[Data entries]

- Opening Delimiter -

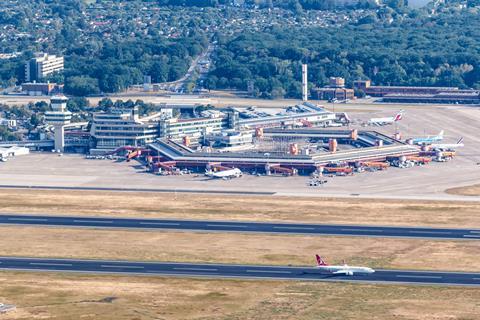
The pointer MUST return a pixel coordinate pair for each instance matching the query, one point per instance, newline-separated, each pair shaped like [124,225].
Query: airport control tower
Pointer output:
[58,118]
[304,83]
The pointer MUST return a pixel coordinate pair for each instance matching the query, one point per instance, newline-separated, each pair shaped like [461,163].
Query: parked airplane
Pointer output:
[342,270]
[428,139]
[447,146]
[386,120]
[225,174]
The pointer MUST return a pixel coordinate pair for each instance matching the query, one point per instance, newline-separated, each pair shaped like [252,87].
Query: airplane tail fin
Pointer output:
[320,261]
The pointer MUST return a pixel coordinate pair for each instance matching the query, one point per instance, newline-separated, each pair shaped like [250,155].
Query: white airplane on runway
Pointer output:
[448,146]
[386,120]
[225,174]
[342,270]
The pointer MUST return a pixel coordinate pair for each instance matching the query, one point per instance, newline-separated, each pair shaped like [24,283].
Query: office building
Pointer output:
[123,128]
[42,65]
[340,94]
[40,89]
[380,91]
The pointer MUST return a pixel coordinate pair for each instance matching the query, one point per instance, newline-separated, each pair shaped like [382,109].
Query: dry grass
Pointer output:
[238,248]
[63,296]
[221,207]
[465,191]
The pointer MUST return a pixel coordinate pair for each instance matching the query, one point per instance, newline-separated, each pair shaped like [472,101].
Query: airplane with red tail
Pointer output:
[343,269]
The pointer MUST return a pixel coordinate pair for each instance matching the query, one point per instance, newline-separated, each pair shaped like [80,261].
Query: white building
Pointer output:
[13,152]
[123,128]
[42,65]
[58,118]
[9,123]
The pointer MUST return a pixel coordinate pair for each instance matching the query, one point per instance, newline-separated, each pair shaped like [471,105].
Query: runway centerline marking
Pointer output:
[123,267]
[194,269]
[419,277]
[360,230]
[432,232]
[92,221]
[294,228]
[267,271]
[225,226]
[27,219]
[161,223]
[50,264]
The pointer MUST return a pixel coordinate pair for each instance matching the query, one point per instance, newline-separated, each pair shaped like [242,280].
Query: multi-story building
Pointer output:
[380,91]
[38,89]
[58,118]
[176,128]
[42,65]
[334,91]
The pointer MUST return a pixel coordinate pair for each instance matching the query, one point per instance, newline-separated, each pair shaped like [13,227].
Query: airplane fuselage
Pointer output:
[346,270]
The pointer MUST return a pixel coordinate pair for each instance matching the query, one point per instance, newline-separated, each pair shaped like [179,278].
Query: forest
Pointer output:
[421,51]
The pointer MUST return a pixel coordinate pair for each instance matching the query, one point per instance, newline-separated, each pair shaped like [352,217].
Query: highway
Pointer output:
[238,226]
[234,271]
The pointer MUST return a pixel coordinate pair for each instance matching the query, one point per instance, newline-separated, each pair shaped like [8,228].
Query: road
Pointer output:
[234,271]
[229,226]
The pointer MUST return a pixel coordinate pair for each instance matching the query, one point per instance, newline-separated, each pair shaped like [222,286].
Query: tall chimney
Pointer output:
[304,83]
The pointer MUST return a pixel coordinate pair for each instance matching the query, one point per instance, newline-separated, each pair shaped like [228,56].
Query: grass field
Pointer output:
[72,297]
[221,207]
[466,191]
[238,248]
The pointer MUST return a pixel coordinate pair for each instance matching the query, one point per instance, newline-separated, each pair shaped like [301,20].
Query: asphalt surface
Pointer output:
[234,271]
[243,227]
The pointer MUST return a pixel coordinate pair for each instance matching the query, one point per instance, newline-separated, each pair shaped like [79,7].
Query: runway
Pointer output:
[234,271]
[242,227]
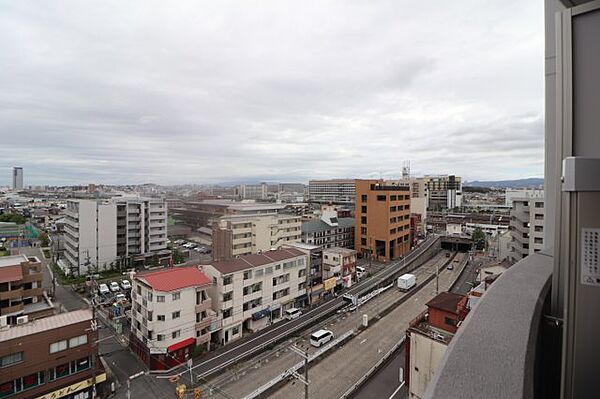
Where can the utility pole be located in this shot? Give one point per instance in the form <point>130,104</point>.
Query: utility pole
<point>437,278</point>
<point>304,380</point>
<point>95,328</point>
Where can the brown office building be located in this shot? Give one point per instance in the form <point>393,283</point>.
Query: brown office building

- Closing Delimiter -

_EXERCISE BRIEF_. The reply must hold every line above exactly as written and none of the pictures.

_ANSWER TO THE EXERCISE_.
The pointer MUST return a pixel coordinate pair for each instance matching the query, one point per instance, newline-separated, each pair shaped like [124,225].
Query: airport control tower
Pointer output:
[58,118]
[304,83]
The pointer MUST return a pixel coordinate pair for each instance matching the query, one point per instance, newline-separated, each pair shaped like [461,163].
Query: parked airplane
Pointer output:
[342,270]
[428,139]
[447,146]
[386,120]
[225,174]
The pointer MUST return a pixel coordinate pair for each instance matching the query, one point per instance, newline-separated, each pair shaped like [252,87].
Query: airplane tail fin
Pointer output:
[320,261]
The pointer MUST return a pixel coordinate pair for each instance matching the query, one point per instance, newline-separated, each pair shaped like [250,155].
Query: white airplane on runway
Pointer output:
[448,146]
[386,120]
[225,174]
[342,270]
The pointer MUST return a pixel coordinate pair for each instance matching the query, one point per instance, newline-separated, each pair shaped like [24,283].
Query: office building
Pointer output:
[123,128]
[42,65]
[340,94]
[40,89]
[380,91]
The pointer MUST return a pixel coordinate pair for each instance matching the query, one point per instance, newline-separated, each pair shaped like [382,109].
Query: dry grass
Pointer output:
[238,248]
[63,296]
[221,207]
[465,191]
The pointer MUST return a pixel coordinate pair for each instance matching the query, one point per instance, newline-separated, each pair shaped like [472,101].
Query: airplane with red tail
Pointer output:
[343,269]
The pointer MUST return a pixel coordinate pair for each instance matching the query, one point per instance, newline-separated, each pair shaped like [80,261].
Query: white building
Pointer output:
[13,152]
[123,128]
[42,65]
[58,118]
[9,123]
The pointer MUST return a pixel coordinate pair for each instance matching the query, one point per instance, newline-separated, each pair shaped like [471,105].
Query: runway centerline marking
Pointer output:
[123,267]
[194,269]
[419,277]
[360,230]
[432,232]
[92,221]
[294,228]
[267,271]
[225,226]
[27,219]
[161,223]
[50,264]
The pointer MUST return a pixel coordinate pair for each instance matching the query, one point per instance, newline-separated, each pair shaped like [242,280].
Query: multi-story building
Pointer output:
[380,91]
[38,89]
[58,118]
[176,128]
[42,65]
[334,91]
The pointer MUST return a pixel coordinate pair for each instance matching the query, one point per instance, newline-separated, each pair shaped like [13,227].
Query: airplane fuselage
Pointer output:
[346,270]
The pointer MUST return a pixel coordinate pair for each instance matching the query, one point per instance, newline-separated, each pair shaped like [179,278].
Query: forest
Pointer output:
[421,51]
The pointer MUST return a pixel coordinate pair for each instance matching the query, one point per instance, newline-separated, each pair shaped like [352,217].
Query: highway
Pointer output:
[238,226]
[234,271]
The pointer MUST return a pixel coordinate pair for each instance matching the query, one point per instance, newline-separated, each pair shaped like [8,228].
Query: road
Pointer output:
[234,271]
[229,226]
The pointer MUST return a pixel coordinate pair for each instance matching the query, one point per instance, newline-separated, each pair shaped like [222,286].
Query: tall chimney
Pointer output:
[304,83]
The pointer MUST return a pixel coordinate pair for each instance matching the query, one point per instance, newline-separated, each pair shaped like [228,56].
Query: grass field
Pointer output:
[72,297]
[221,207]
[466,191]
[238,248]
The pointer MUST return a pixel coordinate pair for each instance matching the query, one point per instance, newline-separated, each pair shaped like [301,20].
Query: asphalt surface
Pointer output:
[234,271]
[243,227]
The pointer MUST return a pixel coordinate pair for each instance matching the query, one point per instance, newline-separated, each pair shaped like [79,7].
Query: runway
Pointer output:
[234,271]
[242,227]
Where can the utility pole be located in this shot? Give one point per instance in the form <point>130,104</point>.
Query: utility pole
<point>437,278</point>
<point>304,380</point>
<point>95,328</point>
Where can the brown office building be located in this shot? Give one point per instance in the form <point>393,283</point>.
Query: brown office building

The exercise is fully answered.